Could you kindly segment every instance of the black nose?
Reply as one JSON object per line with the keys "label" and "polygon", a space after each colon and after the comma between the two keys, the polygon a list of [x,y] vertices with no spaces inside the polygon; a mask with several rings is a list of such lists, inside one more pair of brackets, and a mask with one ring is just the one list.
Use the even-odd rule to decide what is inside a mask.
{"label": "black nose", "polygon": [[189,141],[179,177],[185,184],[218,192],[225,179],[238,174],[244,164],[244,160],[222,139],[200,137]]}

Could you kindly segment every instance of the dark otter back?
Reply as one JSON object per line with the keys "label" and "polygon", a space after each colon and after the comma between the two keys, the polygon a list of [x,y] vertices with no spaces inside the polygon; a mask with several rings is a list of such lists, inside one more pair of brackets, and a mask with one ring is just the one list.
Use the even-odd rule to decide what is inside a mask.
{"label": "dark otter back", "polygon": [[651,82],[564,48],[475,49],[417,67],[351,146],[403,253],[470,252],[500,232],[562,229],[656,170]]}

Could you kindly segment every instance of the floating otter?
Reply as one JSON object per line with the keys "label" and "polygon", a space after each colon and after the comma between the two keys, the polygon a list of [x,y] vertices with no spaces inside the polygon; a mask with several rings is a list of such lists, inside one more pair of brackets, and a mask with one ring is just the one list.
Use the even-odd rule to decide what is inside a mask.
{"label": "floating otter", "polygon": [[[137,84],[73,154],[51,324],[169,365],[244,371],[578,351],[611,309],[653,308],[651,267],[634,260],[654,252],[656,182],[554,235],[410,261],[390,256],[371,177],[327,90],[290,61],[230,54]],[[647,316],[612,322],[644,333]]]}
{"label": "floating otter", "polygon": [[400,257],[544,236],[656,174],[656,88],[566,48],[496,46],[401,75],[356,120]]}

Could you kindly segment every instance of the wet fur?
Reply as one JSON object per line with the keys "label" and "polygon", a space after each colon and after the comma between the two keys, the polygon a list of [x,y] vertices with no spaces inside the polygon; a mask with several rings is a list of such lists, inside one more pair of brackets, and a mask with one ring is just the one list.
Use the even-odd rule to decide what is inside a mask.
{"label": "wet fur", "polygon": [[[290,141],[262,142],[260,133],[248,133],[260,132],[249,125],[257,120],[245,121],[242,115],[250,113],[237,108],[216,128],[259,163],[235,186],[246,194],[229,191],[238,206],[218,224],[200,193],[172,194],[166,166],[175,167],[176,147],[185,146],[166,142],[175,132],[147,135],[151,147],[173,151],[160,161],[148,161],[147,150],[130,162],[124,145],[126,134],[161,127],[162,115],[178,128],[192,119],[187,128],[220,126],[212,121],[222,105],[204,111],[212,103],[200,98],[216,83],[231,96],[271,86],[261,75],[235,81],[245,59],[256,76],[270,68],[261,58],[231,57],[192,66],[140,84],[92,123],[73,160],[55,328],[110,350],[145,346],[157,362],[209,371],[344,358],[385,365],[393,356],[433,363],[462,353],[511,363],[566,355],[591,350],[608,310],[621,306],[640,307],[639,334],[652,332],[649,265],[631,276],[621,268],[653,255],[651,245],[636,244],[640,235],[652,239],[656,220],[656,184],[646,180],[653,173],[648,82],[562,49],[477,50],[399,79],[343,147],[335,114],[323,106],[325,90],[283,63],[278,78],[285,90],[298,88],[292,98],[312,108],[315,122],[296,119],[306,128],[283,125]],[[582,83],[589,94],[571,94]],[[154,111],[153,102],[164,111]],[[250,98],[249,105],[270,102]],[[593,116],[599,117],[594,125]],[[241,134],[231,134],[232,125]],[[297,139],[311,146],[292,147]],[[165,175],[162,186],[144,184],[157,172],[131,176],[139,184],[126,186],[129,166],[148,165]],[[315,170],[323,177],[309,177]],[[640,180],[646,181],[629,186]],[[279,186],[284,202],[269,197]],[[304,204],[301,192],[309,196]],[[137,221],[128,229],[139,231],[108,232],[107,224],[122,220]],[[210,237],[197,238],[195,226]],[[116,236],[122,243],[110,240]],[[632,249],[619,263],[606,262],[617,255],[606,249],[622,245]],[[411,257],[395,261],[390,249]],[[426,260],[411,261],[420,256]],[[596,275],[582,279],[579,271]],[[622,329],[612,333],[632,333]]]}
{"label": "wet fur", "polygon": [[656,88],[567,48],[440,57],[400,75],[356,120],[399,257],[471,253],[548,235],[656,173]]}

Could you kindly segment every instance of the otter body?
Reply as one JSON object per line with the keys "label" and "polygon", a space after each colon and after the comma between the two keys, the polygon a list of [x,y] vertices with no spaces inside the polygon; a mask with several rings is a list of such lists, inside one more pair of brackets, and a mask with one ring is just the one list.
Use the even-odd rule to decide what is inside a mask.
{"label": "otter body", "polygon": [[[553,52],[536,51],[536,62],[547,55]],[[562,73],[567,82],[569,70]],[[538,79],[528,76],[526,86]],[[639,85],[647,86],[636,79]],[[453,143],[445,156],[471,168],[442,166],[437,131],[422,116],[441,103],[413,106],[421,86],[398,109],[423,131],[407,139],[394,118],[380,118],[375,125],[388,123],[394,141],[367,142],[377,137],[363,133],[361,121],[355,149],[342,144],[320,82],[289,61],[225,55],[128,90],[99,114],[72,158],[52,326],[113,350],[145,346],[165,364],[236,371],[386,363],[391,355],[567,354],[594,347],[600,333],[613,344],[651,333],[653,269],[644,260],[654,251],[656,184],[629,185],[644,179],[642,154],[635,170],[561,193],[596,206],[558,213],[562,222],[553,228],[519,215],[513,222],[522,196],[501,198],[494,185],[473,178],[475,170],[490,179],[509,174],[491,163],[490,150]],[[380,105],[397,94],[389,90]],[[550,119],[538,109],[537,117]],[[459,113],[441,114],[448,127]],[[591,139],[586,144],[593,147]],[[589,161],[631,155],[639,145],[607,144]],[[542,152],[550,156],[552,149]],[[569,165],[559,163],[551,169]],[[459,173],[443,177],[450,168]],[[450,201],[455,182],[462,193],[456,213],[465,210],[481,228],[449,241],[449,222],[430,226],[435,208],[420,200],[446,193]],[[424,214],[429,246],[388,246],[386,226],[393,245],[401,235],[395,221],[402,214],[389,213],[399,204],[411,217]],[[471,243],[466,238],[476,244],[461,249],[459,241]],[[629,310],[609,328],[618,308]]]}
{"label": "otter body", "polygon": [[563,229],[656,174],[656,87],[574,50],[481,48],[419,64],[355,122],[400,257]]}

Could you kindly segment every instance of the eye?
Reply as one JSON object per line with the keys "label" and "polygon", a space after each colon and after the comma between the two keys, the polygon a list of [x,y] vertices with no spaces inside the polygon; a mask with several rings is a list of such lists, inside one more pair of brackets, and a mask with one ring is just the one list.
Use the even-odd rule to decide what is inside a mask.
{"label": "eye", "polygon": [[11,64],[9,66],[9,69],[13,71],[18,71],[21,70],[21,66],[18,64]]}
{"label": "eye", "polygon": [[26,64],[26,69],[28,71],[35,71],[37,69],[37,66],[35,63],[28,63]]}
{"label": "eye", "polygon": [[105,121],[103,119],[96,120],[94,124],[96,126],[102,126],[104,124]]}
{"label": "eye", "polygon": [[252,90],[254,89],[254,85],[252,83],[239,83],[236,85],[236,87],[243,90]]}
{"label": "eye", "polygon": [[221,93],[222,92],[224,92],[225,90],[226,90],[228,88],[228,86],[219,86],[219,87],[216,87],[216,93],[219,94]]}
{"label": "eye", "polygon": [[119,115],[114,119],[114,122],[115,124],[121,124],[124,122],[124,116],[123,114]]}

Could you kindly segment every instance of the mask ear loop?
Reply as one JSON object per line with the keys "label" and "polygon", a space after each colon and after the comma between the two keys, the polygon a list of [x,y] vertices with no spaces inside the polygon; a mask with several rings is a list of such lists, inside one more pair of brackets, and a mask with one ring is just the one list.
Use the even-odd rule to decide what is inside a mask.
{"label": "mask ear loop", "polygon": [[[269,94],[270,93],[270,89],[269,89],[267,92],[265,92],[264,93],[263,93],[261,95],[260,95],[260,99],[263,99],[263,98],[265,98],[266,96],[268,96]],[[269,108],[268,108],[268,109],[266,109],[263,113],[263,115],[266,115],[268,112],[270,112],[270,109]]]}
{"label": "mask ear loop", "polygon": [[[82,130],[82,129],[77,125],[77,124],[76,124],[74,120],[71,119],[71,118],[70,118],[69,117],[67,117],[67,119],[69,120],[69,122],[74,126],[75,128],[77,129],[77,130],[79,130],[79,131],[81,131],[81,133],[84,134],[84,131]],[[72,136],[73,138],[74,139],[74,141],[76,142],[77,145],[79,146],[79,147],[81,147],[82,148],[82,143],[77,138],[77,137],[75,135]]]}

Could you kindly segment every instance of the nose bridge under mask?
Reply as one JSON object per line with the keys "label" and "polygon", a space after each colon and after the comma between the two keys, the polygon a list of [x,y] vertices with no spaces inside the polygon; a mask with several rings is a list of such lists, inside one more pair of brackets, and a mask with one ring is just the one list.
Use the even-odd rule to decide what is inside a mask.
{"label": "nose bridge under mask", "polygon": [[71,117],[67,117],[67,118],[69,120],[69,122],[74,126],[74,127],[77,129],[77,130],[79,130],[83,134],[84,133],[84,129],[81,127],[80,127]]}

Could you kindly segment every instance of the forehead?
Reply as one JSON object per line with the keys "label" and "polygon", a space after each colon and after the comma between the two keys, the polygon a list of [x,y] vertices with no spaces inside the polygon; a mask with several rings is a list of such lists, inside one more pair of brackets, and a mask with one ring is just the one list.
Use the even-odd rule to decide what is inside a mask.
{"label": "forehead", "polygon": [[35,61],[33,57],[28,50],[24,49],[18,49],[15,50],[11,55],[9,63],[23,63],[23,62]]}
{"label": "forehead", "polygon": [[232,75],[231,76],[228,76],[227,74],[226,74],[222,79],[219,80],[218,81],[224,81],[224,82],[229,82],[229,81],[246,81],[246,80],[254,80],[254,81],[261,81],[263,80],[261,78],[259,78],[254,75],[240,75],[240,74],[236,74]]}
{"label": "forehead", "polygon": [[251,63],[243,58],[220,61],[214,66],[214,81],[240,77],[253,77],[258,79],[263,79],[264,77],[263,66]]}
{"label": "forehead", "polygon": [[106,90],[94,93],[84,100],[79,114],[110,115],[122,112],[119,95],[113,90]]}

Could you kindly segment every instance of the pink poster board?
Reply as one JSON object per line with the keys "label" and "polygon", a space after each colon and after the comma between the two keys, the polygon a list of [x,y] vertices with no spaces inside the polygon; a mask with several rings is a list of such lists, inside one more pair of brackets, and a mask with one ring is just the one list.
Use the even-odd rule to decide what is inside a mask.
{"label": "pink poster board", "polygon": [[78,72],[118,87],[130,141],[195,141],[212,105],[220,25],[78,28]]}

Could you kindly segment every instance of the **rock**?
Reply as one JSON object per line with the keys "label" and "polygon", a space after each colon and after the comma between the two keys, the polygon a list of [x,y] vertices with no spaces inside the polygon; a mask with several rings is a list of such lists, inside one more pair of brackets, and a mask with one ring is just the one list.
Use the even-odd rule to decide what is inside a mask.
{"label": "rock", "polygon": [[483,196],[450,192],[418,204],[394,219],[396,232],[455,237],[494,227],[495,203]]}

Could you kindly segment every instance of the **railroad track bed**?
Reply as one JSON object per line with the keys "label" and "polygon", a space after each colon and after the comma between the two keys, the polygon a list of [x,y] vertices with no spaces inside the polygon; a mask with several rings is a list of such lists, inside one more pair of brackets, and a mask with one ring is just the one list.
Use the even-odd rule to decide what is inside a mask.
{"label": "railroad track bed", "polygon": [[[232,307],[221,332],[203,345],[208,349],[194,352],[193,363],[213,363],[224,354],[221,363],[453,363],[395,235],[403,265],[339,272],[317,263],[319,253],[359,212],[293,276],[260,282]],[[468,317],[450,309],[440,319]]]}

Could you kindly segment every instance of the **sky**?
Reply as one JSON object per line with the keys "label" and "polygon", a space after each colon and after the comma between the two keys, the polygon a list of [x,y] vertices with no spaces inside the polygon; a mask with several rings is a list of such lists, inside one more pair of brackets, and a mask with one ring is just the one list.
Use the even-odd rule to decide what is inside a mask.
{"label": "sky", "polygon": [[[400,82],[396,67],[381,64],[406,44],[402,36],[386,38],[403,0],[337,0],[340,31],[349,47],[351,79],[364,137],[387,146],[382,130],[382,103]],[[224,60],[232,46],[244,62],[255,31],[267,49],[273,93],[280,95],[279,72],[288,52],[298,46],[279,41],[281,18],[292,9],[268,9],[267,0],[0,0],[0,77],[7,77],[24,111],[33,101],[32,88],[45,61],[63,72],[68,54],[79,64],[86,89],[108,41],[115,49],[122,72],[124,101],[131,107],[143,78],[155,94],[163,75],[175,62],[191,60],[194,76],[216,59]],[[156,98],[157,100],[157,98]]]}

◆ TASK BRIEF: Report in full each line of the listing above that contains the string "railroad". Case counts.

◆ THE RESULT:
Could you kindly segment every instance of the **railroad track bed**?
{"label": "railroad track bed", "polygon": [[[232,307],[221,332],[203,345],[208,349],[194,352],[193,363],[213,363],[224,354],[221,363],[453,363],[395,235],[403,265],[339,272],[317,263],[319,253],[359,212],[293,276],[260,282]],[[468,317],[450,309],[440,319]]]}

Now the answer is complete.